Przepisz w całości, znak po znaku, poniższy tekst o meczu Anglia – Portugalia.

____ TEKST DO CZYTANIA

Mistrz świata będzie Europejczykiem

Mistrz świata będzie Europejczykiem

Dodano:   /  Zmieniono: 
Już przywykliśmy do tego, że mistrzostwa świata w tej fazie to stadium wielkich dramatów, a niekiedy nawet i tragedii. Taki dramat rozegrał się najpierw w meczu Anglia – Portugalia, potem Brazylia – Francja.
Faworyzowani Anglicy tym razem nie sprostali wielkiej szansie. Faworyzowani tym bardziej, że Portugalia przystąpiła do tego meczu osłabiona brakiem swoich dwóch kluczowych zawodników - Deco i Costinha. A jednak to Portugalia częściej miała inicjatywę i dłużej utrzymywała się przy piłce. Sytuacji groźnych wprawdzie nie stwarzała zbyt wiele, ale to samo możemy powiedzieć o Anglikach. To był mecz walki, mecz, który toczył się w przeciągu dziewięćdziesięciu minut i przez całą dogrywkę. Największym dramatem były rzuty karne. Czegoś takiego dzieje mistrzostw świata jeszcze nie znały. Skromny bramkarz, nie uchodzący wcale za asa w swoim fachu, raczej zaliczany do średniaków na tej pozycji, niejaki Ricardo obronił trzy rzuty karne. To się wprost nie mieści w głowie! Jest on absolutnym bohaterem i jego sława będzie opiewana w Portugalii po wsze czasy. No i ten młodziutki Cristiano Ronaldo – chłopiec o twarzy efeba, któremu zbyt surowi krytycy zarzucali, że woda sodowa uderzyła mu do głowy. Tym razem stanął absolutnie na wysokości zadania. On był liderem zespołu w końcowej fazie, gdy już zszedł Figo oraz to on w sposób popisowy wykonał ten decydujący rzut karny.

________
____ WIERSZE ŹRÓDŁOWE

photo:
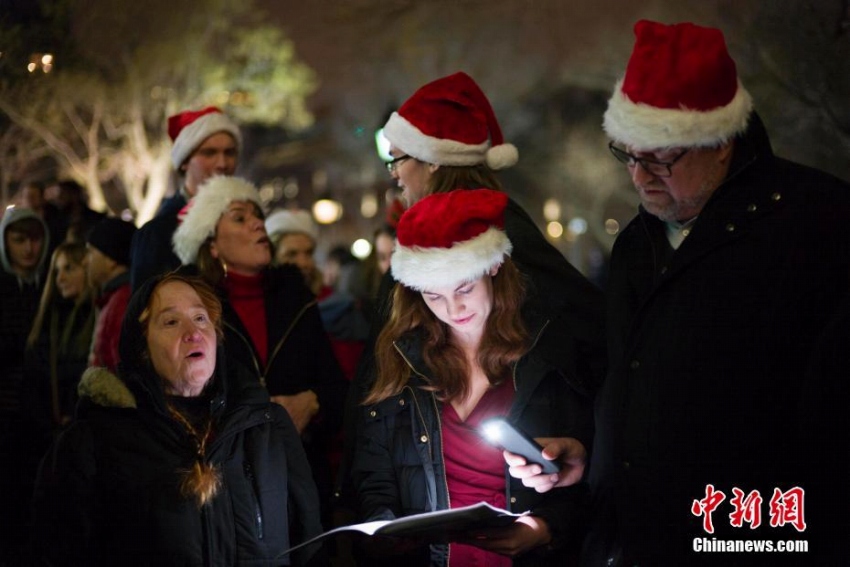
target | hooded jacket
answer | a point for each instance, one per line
(708, 349)
(108, 491)
(18, 305)
(13, 215)
(399, 468)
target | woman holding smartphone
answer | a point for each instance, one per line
(460, 347)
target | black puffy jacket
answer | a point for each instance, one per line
(108, 491)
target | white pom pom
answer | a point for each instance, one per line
(502, 156)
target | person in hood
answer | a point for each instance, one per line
(23, 253)
(179, 459)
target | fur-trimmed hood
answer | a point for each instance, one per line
(103, 388)
(13, 215)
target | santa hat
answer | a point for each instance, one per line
(446, 239)
(189, 129)
(450, 122)
(681, 89)
(284, 221)
(205, 209)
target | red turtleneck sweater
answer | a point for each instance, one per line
(247, 298)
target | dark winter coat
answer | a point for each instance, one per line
(151, 253)
(56, 362)
(554, 286)
(108, 492)
(399, 468)
(708, 349)
(300, 358)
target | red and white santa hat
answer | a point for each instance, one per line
(450, 122)
(189, 129)
(681, 89)
(201, 214)
(447, 239)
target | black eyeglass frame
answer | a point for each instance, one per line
(651, 166)
(393, 164)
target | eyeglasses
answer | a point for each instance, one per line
(393, 164)
(651, 166)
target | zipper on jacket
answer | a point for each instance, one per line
(258, 513)
(530, 348)
(261, 372)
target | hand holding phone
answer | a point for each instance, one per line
(499, 432)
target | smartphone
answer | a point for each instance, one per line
(499, 432)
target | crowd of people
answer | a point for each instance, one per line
(197, 391)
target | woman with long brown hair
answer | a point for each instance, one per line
(180, 459)
(461, 346)
(60, 339)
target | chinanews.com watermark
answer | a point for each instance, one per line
(785, 508)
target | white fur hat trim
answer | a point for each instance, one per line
(204, 211)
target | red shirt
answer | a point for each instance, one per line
(475, 470)
(248, 300)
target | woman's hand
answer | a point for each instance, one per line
(569, 452)
(523, 535)
(301, 407)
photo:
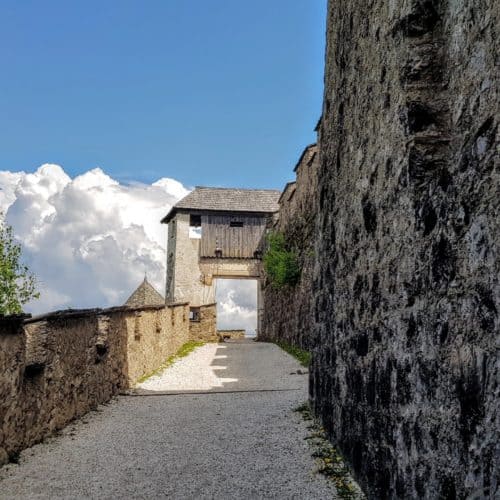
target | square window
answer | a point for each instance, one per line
(195, 220)
(194, 314)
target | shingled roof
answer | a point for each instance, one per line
(227, 200)
(145, 295)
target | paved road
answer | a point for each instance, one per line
(232, 436)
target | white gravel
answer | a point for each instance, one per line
(229, 366)
(229, 445)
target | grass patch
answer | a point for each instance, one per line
(186, 349)
(329, 460)
(302, 356)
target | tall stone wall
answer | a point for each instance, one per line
(153, 334)
(407, 292)
(287, 312)
(56, 368)
(204, 329)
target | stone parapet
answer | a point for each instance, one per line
(56, 367)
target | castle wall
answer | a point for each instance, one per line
(205, 329)
(406, 287)
(287, 313)
(184, 283)
(58, 367)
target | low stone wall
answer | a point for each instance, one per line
(231, 334)
(154, 334)
(56, 368)
(205, 328)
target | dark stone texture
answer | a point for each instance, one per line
(406, 291)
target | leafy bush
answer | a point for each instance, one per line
(281, 265)
(17, 283)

________

§ ODPOWIEDŹ
Mistrz świata będzie Europejczykiem

Mistrz świata będzie Europejczykiem

Dodano:   /  Zmieniono: 
Już przywykliśmy do tego, że mistrzostwa świata w tej fazie to stadium wielkich dramatów, a niekiedy nawet i tragedii. Taki dramat rozegrał się najpierw w meczu Anglia – Portugalia, potem Brazylia – Francja.
Faworyzowani Anglicy tym razem nie sprostali wielkiej szansie. Faworyzowani tym bardziej, że Portugalia przystąpiła do tego meczu osłabiona brakiem swoich dwóch kluczowych zawodników - Deco i Costinha. A jednak to Portugalia częściej miała inicjatywę i dłużej utrzymywała się przy piłce. Sytuacji groźnych wprawdzie nie stwarzała zbyt wiele, ale to samo możemy powiedzieć o Anglikach. To był mecz walki, mecz, który toczył się w przeciągu dziewięćdziesięciu minut i przez całą dogrywkę. Największym dramatem były rzuty karne. Czegoś takiego dzieje mistrzostw świata jeszcze nie znały. Skromny bramkarz, nie uchodzący wcale za asa w swoim fachu, raczej zaliczany do średniaków na tej pozycji, niejaki Ricardo obronił trzy rzuty karne. To się wprost nie mieści w głowie! Jest on absolutnym bohaterem i jego sława będzie opiewana w Portugalii po wsze czasy. No i ten młodziutki Cristiano Ronaldo – chłopiec o twarzy efeba, któremu zbyt surowi krytycy zarzucali, że woda sodowa uderzyła mu do głowy. Tym razem stanął absolutnie na wysokości zadania. On był liderem zespołu w końcowej fazie, gdy już zszedł Figo oraz to on w sposób popisowy wykonał ten decydujący rzut karny.